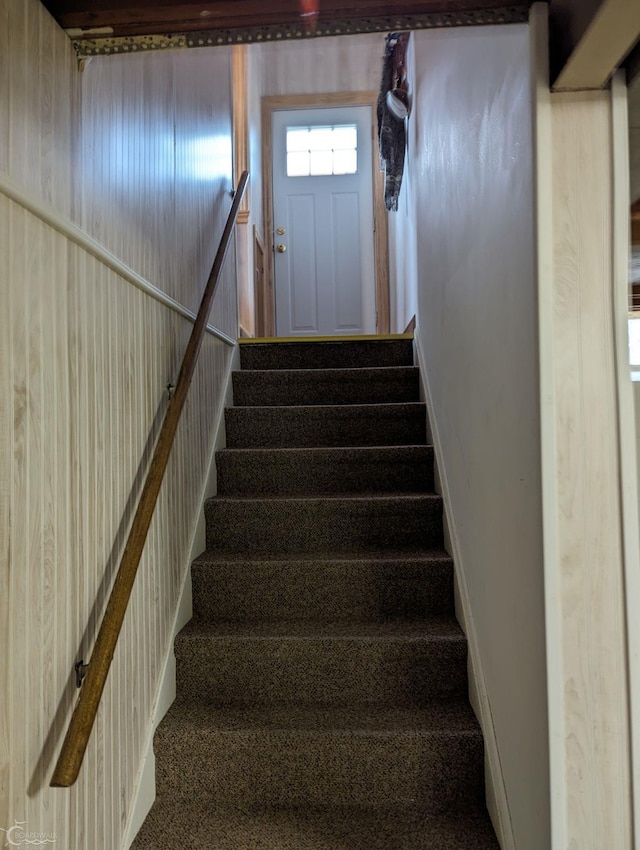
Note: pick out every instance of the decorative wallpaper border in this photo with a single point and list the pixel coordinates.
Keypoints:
(105, 45)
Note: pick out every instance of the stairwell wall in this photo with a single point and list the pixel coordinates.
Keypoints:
(134, 150)
(467, 206)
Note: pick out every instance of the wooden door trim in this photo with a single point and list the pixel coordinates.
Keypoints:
(273, 103)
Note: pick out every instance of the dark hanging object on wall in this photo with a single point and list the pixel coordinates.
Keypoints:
(393, 108)
(309, 10)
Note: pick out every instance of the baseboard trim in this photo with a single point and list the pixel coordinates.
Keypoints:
(496, 792)
(145, 789)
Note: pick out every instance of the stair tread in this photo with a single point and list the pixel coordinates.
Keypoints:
(440, 627)
(333, 498)
(332, 371)
(310, 828)
(409, 554)
(346, 409)
(443, 719)
(319, 451)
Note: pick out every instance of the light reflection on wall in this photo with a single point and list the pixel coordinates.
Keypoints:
(209, 157)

*PROBLEM DESCRIPTION:*
Present each line from the listing that holds the string "with".

*TASK RESPONSE:*
Note: pick out every instance of the decorative wallpaper border in this photo with a single point and list the pixel coordinates.
Note: pick out every instance of the stairwell wall in this photo with a single point and list the pixel coordinates.
Note: pick out every instance of the wooden door trim in this photo with a single point and list the pixel coordinates.
Note: pick out every instance of the dark hanging object on wall in this photo with a single point and list the pixel coordinates.
Note: pick out every instance of the baseboard trim in this photo with a single point and list the pixel coordinates.
Note: pick out every instance of the stair tread in this photo with a single point and list the pixel coordinates.
Note: pick out every instance of the light reflection on wall in this photo with a single point and list the pixel coordinates.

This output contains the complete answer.